**本文抜粋**:
子宮の入り口にできるがんです。主な原因はヒトパピローマウイルス(HPV)で、性経験がある人の約80%が生涯に一度は感染すると推測されています。たいていは自然に排せつされるのですが、感染状態が長く続くと前がん病変を経てがん化する人がいます。日本での年間罹患数は78人に1人で、332人に1人が死亡しています。(※1)死亡者数は2000年から増加し続けており、特に30代以下の世代に増えています。初期はほぼ無症状で、気付いた時にはかなり進行してしまっていることも多いです。年齢が若いと早くがんが進行してしまうこともあります。
HPVへの感染が長期間にわたるとがん化
治療は手術、抗がん剤、放射線療法などを行いますが、がんが進行していると術後にむくみや尿漏れなどの副作用や、妊娠しにくい、流産しやすくなる場合があります。HPVはありふれたウイルスなので予防が難しく、性経験前に持続感染を防ぐワクチンの接種が望ましいのですが、そうでなければ検診による早期発見でがん化する前に治療することが重要になってきます。対処が早いほど、治る可能性が高いがんだからです。ただ、2016年度の京都府における検診受診率は12%、京都市は7.9%、私が診療している舞鶴市も17.4%と低率です。女性にしかできない妊娠・出産という素晴らしい経験を安心して迎えていただくためにも、早期発見が大切です。
早期発見すればほぼ治る
検診は子宮の入り口を柔らかいポリエチレンのブラシでなでるだけですから簡単で、「もう終わったの?」と驚く人もいます。インターネットに書かれた「検診は痛い」「がんじゃなかったら無駄」などという否定的な意見をうのみにするのではなく、実際に対面して専門医の話を聞く方が正確です。「怖い」とは思わず、婦人科(※2)を訪れる勇気を出してください。検査をして何もなければ安心できますし、他の婦人科疾患を発見できる可能性もあります。また、生理や体調に悩みがあれば相談もできます。婦人科医はいつでも女性の味方です。女性が女性としてのQOL(生活の質)を生涯にわたって充実したものにしてもらうためにも、ぜひ皆さんも自分の味方を見つけて、2年に一度は受診してください。
産婦人科医は女性の味方
※1 国立がん研究センターがん対策情報センター、2017年調査
※2 京都産婦人科医会ホームページ(kyoaog.jp)で、最寄りの医療機関が調べられます。

**課題 1**:
本文抜粋によると、2016年度の京都市の検診受診率は何%か。
**課題 2**:
次の(a)〜(c)が本文抜粋の内容と一致するかどうか、それぞれ「はい」か「いいえ」で答え、判断の根拠となる本文の語句をそのまま引用せよ。
(a) HPVには、性経験がある人の約半数が生涯に一度は感染すると推測されている。
(b) 検診では、子宮の入り口を柔らかいポリエチレンのブラシでなでる。
(c) 死亡者数は2000年から減少している。

**所与のデータ**:
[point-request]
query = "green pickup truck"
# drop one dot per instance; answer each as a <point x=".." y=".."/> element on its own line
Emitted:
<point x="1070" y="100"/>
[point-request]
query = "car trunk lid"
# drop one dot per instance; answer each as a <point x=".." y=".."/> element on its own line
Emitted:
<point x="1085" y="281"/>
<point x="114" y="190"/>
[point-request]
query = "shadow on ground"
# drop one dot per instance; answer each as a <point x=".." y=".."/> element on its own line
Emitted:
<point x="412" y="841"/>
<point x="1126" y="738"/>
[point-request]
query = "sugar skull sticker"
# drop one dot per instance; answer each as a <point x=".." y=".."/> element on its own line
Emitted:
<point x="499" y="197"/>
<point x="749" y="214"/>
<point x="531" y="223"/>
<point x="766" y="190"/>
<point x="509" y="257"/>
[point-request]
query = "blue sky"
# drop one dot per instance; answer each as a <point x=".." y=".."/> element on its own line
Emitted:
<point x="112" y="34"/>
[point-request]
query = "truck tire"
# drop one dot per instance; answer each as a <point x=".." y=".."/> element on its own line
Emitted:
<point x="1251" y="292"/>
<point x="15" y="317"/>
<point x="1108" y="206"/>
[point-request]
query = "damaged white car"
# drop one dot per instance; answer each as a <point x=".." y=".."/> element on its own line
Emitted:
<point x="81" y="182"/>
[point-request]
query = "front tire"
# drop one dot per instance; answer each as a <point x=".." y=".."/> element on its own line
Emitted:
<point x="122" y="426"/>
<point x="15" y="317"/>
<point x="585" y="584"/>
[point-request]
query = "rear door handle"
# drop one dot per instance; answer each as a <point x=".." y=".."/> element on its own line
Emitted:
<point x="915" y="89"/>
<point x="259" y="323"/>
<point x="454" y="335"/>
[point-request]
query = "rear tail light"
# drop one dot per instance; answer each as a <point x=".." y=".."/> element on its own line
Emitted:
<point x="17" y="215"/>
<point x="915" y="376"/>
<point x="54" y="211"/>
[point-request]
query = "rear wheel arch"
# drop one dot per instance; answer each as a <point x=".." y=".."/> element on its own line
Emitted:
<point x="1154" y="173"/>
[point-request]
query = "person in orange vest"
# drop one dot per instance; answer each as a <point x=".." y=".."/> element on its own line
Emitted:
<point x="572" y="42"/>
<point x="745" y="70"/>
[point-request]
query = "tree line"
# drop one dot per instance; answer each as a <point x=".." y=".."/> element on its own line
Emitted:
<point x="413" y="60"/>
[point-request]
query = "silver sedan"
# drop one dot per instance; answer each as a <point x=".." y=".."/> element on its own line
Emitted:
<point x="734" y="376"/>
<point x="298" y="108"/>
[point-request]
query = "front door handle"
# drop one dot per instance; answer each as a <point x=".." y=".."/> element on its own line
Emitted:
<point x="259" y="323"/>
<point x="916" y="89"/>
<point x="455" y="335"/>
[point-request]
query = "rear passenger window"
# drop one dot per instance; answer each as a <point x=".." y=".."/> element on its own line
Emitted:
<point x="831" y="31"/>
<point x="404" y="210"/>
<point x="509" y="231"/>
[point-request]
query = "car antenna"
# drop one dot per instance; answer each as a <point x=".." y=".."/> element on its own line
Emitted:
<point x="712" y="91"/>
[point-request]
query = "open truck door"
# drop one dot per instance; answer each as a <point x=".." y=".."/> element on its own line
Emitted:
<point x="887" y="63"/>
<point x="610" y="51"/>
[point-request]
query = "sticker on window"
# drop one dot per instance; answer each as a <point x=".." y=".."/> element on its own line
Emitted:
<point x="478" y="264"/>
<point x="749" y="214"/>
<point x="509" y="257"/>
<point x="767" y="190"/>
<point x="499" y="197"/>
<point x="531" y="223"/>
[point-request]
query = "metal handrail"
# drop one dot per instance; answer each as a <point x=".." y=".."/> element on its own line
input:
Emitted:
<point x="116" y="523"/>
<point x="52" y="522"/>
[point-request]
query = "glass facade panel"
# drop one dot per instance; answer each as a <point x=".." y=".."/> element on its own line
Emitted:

**解答例 1**:
7.9%

**解答例 2**:
(a) いいえ。「性経験がある人の約80%が生涯に一度は感染すると推測されています」
(b) はい。「検診は子宮の入り口を柔らかいポリエチレンのブラシでなでるだけですから簡単で」
(c) いいえ。「死亡者数は2000年から増加し続けており」